● EXTRACTED INFORMATION
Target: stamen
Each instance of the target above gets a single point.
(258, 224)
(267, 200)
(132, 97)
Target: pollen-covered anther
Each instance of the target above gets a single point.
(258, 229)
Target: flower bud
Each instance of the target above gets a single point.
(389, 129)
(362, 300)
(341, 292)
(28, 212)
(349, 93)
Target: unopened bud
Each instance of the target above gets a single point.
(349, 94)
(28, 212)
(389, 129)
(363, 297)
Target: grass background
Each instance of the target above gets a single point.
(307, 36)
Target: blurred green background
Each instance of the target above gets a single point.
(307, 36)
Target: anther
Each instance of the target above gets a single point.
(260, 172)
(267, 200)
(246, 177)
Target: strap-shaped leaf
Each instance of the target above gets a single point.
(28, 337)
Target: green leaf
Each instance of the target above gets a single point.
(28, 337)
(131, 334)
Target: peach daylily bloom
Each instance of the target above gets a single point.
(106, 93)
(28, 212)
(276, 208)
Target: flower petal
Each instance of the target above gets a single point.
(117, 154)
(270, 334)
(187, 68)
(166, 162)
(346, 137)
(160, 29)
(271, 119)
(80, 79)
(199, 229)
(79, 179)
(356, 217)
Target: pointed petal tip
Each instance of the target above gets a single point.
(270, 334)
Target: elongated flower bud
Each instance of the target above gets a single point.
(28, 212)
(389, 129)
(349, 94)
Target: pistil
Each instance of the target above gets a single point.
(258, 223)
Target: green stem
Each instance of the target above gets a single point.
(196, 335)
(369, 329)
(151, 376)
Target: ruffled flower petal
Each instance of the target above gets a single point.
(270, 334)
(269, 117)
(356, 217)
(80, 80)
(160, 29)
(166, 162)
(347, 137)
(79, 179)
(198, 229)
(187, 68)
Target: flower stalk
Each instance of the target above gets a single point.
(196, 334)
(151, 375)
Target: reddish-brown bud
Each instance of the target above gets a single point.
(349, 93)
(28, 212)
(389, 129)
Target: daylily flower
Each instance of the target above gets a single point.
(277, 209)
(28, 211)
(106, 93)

● ABOUT THIS TASK
The full set of entries above should be given again exactly.

● EXPECTED ANSWER
Target: stamen
Each instance of the target above gets a single point.
(258, 224)
(267, 200)
(132, 97)
Target: pollen-covered anther
Each instance of the target above gets a single point.
(258, 229)
Target: flower bud
Each instance of the target above gets a single point.
(389, 129)
(362, 300)
(341, 292)
(28, 212)
(349, 93)
Target: unopened bud
Each instance of the target above gets a single point.
(349, 94)
(28, 212)
(389, 129)
(363, 297)
Target: grass background
Each instance of the target above gets a single point.
(307, 36)
Target: blurred green background
Each instance of the target above gets a single point.
(307, 36)
Target: anther
Each instance of the target above gets a single point.
(260, 172)
(267, 200)
(246, 177)
Target: strap-shaped leaf
Each instance of the target above gets a single point.
(28, 337)
Target: green leaf
Each instance of the target above gets a single point.
(28, 337)
(131, 334)
Target: peach daylily bloom
Each instance of the target above gets a single point.
(106, 93)
(28, 212)
(276, 208)
Target: flower petal
Each instance of the target above gets a single point.
(117, 154)
(270, 334)
(187, 68)
(166, 162)
(346, 137)
(160, 29)
(271, 119)
(80, 79)
(199, 229)
(79, 179)
(356, 217)
Target: pointed petal tip
Each instance of the target above gets a single point.
(270, 334)
Target: elongated flower bud
Each instance of the target above gets a single point.
(28, 212)
(389, 129)
(349, 94)
Target: pistil
Each instance of the target above gets a single point.
(258, 223)
Target: green stem
Each instance of the target above gets a single point.
(196, 335)
(369, 329)
(151, 376)
Target: ruffled flower petal
Each instance of the target above gets a single point.
(270, 334)
(269, 117)
(356, 217)
(80, 80)
(160, 29)
(166, 162)
(347, 137)
(79, 179)
(198, 229)
(187, 68)
Target: flower stalk
Each instance of the target above gets a single point.
(196, 334)
(151, 375)
Target: reddish-brown bud
Each instance of the target above gets a single point.
(349, 93)
(28, 212)
(389, 129)
Target: daylily flower
Each instance of the target above gets a single point.
(277, 209)
(28, 211)
(106, 93)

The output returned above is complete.